**Required work**
Resume the woodland cemetery text after its final sentence, which ends "was consecrated in 1816."

A woodland cemetery is a cemetery where the original landscape, with existing trees, is given much influence on the landscape architecture of the cemetery. A woodland cemetery is designed so that the landscape is given a more prominent position, and grave monuments, chapels and other buildings are given less prominent positions. The trees of the cemetery might originally have been a woodland or a tighter forest where a portion of the trees have been removed, and some of the trees might be planted as well.

The best-known woodland cemeteries are the large ones constructed by well-known architects; however, there are also several woodland cemeteries in northernmost Sweden that predate both Skogskyrkogården and the German Waldfriedhof style.

==Notable cemeteries==

The woodland cemetery in Karesuando in the northernmost municipality of the country, Kiruna Municipality, was consecrated in 1816.

**Recorded information**
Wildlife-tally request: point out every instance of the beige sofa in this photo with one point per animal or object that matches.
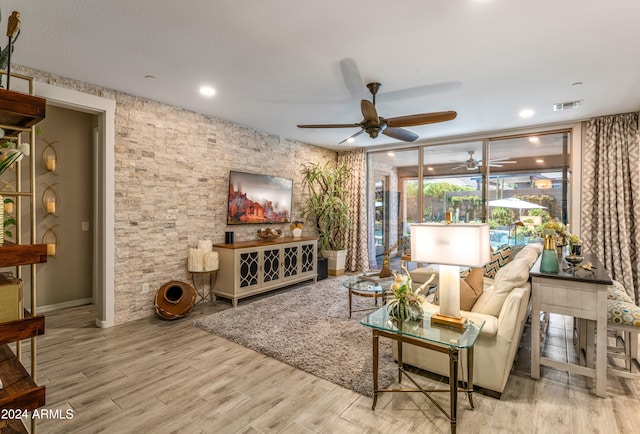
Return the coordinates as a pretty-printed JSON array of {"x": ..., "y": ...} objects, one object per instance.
[{"x": 504, "y": 306}]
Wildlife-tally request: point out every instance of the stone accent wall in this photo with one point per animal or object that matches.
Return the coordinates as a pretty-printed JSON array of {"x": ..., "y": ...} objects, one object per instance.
[{"x": 171, "y": 171}]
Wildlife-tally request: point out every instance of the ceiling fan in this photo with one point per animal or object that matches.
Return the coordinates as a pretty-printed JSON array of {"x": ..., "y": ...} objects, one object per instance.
[
  {"x": 473, "y": 164},
  {"x": 373, "y": 124}
]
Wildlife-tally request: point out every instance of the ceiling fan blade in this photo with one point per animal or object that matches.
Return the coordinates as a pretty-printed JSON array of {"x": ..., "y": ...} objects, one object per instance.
[
  {"x": 352, "y": 78},
  {"x": 369, "y": 112},
  {"x": 352, "y": 136},
  {"x": 421, "y": 119},
  {"x": 400, "y": 134},
  {"x": 329, "y": 126}
]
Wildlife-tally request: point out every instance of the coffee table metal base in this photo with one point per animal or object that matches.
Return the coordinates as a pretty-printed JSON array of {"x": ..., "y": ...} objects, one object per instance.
[{"x": 453, "y": 373}]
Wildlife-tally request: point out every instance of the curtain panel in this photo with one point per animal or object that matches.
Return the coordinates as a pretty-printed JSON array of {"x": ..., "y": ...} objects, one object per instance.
[
  {"x": 610, "y": 213},
  {"x": 356, "y": 236}
]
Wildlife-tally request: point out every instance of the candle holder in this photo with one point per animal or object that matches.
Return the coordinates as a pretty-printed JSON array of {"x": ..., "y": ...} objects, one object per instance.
[
  {"x": 50, "y": 200},
  {"x": 50, "y": 157},
  {"x": 51, "y": 239}
]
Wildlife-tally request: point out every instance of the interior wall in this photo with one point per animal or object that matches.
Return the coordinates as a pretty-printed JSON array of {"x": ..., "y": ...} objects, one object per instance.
[
  {"x": 171, "y": 184},
  {"x": 67, "y": 277}
]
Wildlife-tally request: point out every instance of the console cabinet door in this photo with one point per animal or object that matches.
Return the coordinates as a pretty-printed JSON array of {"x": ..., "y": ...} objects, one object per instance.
[
  {"x": 290, "y": 261},
  {"x": 308, "y": 258},
  {"x": 271, "y": 265},
  {"x": 248, "y": 262}
]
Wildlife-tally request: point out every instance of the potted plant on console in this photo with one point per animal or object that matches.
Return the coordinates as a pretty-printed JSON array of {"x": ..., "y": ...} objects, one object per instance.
[{"x": 327, "y": 206}]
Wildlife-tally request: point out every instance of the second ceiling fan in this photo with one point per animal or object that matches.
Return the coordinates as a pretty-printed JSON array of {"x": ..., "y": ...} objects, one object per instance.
[{"x": 373, "y": 124}]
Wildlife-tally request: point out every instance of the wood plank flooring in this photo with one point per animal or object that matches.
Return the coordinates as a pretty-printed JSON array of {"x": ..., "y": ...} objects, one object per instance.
[{"x": 155, "y": 376}]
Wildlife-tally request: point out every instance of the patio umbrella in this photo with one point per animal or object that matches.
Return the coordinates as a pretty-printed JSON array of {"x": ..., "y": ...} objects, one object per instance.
[{"x": 513, "y": 202}]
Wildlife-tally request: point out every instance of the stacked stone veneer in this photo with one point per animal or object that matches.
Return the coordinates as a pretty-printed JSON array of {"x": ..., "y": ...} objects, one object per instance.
[{"x": 171, "y": 186}]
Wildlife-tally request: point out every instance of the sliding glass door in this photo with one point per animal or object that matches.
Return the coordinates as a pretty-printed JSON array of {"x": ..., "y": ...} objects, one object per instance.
[{"x": 514, "y": 183}]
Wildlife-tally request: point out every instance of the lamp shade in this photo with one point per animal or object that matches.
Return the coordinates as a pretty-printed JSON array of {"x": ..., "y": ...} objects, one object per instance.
[{"x": 464, "y": 244}]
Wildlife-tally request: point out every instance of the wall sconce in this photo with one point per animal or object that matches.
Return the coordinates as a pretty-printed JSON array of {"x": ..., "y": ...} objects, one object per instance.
[
  {"x": 50, "y": 238},
  {"x": 50, "y": 157},
  {"x": 50, "y": 200}
]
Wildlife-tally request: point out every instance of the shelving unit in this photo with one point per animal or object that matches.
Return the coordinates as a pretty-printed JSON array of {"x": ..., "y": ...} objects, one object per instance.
[{"x": 19, "y": 113}]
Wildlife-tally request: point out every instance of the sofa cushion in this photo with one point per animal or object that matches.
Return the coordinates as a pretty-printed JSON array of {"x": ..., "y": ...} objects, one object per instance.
[
  {"x": 621, "y": 312},
  {"x": 617, "y": 292},
  {"x": 515, "y": 274},
  {"x": 471, "y": 288},
  {"x": 499, "y": 258}
]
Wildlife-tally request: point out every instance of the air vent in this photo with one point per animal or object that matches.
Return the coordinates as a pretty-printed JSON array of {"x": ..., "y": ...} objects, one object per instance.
[{"x": 567, "y": 105}]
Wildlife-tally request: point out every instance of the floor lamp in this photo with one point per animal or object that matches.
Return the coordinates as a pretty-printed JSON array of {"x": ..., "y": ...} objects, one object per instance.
[{"x": 451, "y": 246}]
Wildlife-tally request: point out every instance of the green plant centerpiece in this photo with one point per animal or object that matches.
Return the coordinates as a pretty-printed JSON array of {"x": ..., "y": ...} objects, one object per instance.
[
  {"x": 405, "y": 305},
  {"x": 326, "y": 205}
]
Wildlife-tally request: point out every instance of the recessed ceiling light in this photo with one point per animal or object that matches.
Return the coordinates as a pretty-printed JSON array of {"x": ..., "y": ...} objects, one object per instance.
[
  {"x": 207, "y": 91},
  {"x": 567, "y": 105}
]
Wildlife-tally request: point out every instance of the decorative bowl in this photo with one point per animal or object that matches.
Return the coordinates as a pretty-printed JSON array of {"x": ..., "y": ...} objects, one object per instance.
[{"x": 269, "y": 234}]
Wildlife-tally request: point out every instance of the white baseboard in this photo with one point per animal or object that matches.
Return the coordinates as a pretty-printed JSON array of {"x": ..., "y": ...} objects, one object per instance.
[{"x": 65, "y": 305}]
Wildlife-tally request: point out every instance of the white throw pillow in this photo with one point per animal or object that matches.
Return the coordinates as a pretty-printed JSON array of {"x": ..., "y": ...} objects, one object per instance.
[{"x": 514, "y": 274}]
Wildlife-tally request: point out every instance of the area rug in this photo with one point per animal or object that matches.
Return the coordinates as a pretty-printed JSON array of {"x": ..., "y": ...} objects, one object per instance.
[{"x": 308, "y": 327}]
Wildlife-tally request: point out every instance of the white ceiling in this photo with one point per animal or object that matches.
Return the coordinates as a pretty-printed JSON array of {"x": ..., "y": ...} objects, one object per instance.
[{"x": 276, "y": 63}]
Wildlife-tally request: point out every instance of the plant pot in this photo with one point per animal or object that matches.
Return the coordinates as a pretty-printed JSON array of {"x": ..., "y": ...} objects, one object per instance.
[{"x": 336, "y": 259}]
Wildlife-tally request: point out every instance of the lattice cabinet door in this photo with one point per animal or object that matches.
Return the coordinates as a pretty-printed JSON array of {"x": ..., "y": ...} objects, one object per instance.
[
  {"x": 291, "y": 261},
  {"x": 271, "y": 265},
  {"x": 307, "y": 257},
  {"x": 249, "y": 264}
]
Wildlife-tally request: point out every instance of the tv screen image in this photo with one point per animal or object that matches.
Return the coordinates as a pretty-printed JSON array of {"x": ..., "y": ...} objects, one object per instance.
[{"x": 258, "y": 199}]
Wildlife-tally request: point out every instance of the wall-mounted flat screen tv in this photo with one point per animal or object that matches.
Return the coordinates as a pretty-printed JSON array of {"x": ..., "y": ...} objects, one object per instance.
[{"x": 258, "y": 199}]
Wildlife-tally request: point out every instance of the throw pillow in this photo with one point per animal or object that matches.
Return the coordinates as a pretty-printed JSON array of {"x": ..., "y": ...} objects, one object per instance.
[
  {"x": 470, "y": 289},
  {"x": 499, "y": 258}
]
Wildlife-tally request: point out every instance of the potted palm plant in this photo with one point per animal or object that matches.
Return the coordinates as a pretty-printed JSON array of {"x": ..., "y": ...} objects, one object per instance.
[{"x": 326, "y": 205}]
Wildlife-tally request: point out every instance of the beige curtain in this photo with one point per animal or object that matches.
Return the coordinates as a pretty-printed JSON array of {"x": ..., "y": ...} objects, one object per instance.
[
  {"x": 610, "y": 196},
  {"x": 356, "y": 236}
]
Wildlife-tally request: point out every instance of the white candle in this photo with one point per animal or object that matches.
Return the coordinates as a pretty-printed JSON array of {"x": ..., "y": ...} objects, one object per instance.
[
  {"x": 211, "y": 261},
  {"x": 195, "y": 261},
  {"x": 51, "y": 207},
  {"x": 205, "y": 245}
]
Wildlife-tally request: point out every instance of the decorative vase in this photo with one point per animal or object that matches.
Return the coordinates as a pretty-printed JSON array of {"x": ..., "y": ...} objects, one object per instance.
[
  {"x": 386, "y": 271},
  {"x": 549, "y": 261},
  {"x": 576, "y": 249},
  {"x": 401, "y": 310}
]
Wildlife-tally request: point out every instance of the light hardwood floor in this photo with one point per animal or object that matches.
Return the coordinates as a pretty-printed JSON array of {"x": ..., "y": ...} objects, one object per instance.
[{"x": 155, "y": 376}]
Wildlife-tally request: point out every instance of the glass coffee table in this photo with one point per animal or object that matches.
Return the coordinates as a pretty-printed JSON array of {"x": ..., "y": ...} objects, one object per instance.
[
  {"x": 368, "y": 286},
  {"x": 438, "y": 338}
]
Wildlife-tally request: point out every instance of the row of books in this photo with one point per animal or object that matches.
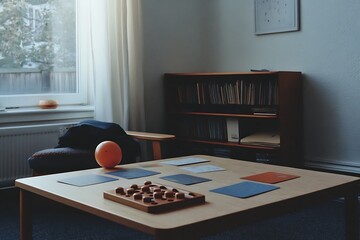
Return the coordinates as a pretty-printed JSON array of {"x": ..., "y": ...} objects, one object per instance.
[
  {"x": 202, "y": 128},
  {"x": 225, "y": 130},
  {"x": 247, "y": 92}
]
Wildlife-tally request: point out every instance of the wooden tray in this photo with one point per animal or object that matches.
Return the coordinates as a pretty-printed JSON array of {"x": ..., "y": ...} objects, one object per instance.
[{"x": 154, "y": 198}]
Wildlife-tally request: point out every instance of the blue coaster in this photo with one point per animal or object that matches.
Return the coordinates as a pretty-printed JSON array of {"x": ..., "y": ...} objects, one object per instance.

**Expected answer**
Other notable woodland cemeteries are the Munich Waldfriedhof of 1907 in Germany (often mentioned as the first woodland cemetery) and the World Heritage Site Skogskyrkogården, outside of Stockholm.

In the United States The Woodlands in Philadelphia is an arboretum which was turned into a Victorian-style rural cemetery in 1840. Today it is a National Historic Landmark District.

==Notable woodland burials==
Avant-garde composer Karlheinz Stockhausen is buried in a woodland cemetery overlooking Kürten, Germany.